Point placement records:
'''

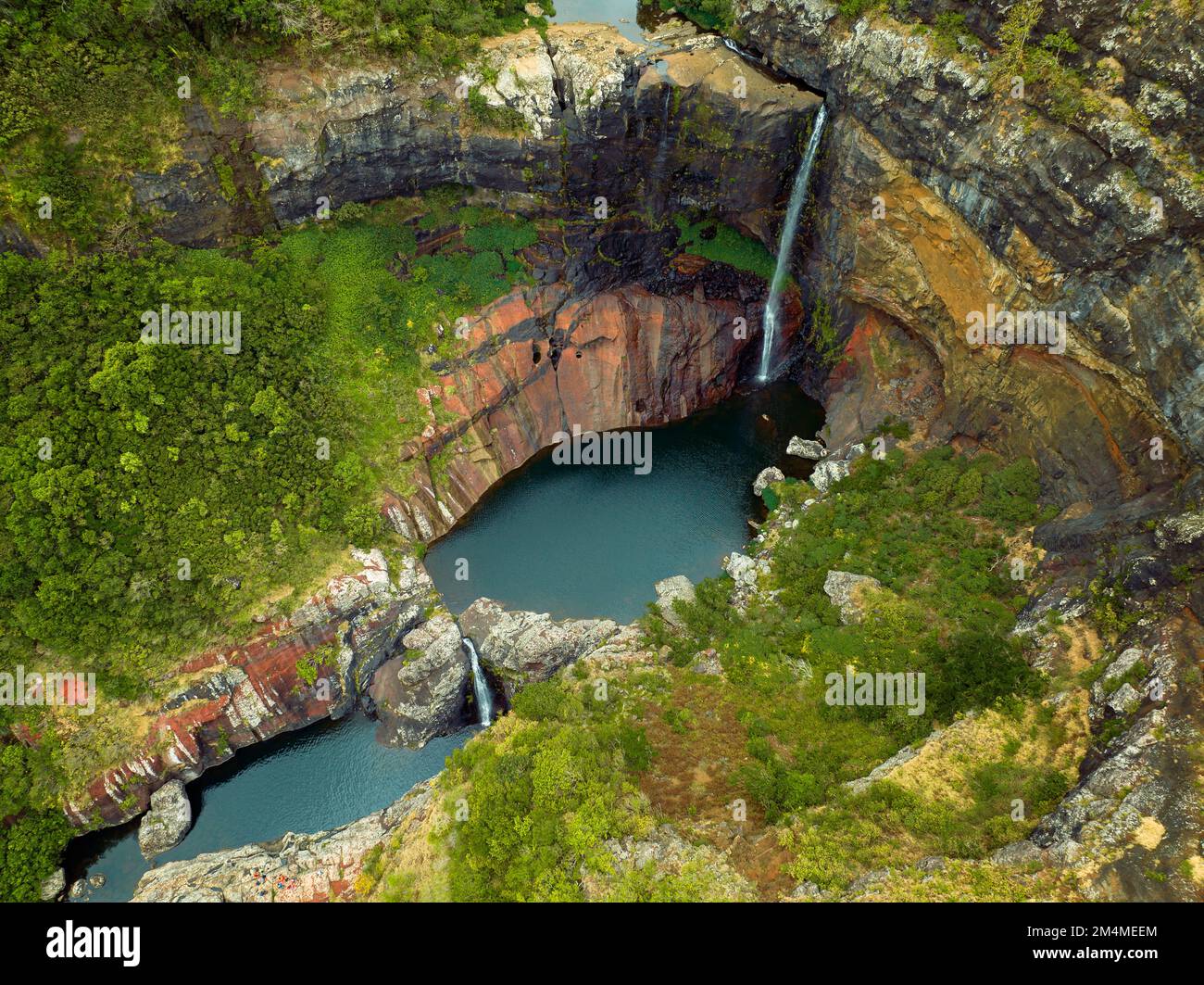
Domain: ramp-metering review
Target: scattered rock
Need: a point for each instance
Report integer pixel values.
(766, 477)
(803, 448)
(53, 885)
(846, 590)
(883, 770)
(745, 571)
(669, 590)
(1018, 854)
(420, 694)
(707, 663)
(168, 820)
(526, 647)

'''

◆ Written problem ◆
Rewrite the records above with "scattered rock" swapped for "loose stone" and every other line kept the same, leaving out the pictures.

◆ Result of this task ◆
Domain: ramp-metering review
Target: loose stone
Need: a point for each instance
Report integer pixel values.
(766, 477)
(803, 448)
(53, 885)
(846, 590)
(883, 770)
(745, 571)
(669, 590)
(1018, 854)
(420, 694)
(707, 663)
(168, 820)
(526, 647)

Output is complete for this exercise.